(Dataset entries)
********
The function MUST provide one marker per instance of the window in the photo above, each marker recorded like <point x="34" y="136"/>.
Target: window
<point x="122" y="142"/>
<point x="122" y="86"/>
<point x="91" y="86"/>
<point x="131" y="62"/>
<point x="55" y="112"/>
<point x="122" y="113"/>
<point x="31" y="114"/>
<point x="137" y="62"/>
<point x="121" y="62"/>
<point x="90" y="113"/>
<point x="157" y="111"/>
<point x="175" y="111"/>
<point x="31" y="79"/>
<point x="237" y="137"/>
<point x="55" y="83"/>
********
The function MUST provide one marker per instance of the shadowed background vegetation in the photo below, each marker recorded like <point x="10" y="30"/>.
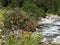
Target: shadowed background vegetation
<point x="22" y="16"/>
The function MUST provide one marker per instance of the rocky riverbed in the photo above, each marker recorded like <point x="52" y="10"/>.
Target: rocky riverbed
********
(PROBLEM) Gather every line from the records that contains the word "window".

(THE OUTPUT)
The function MUST provide one marker per instance of the window in the photo above, each marker recorded like <point x="34" y="136"/>.
Target: window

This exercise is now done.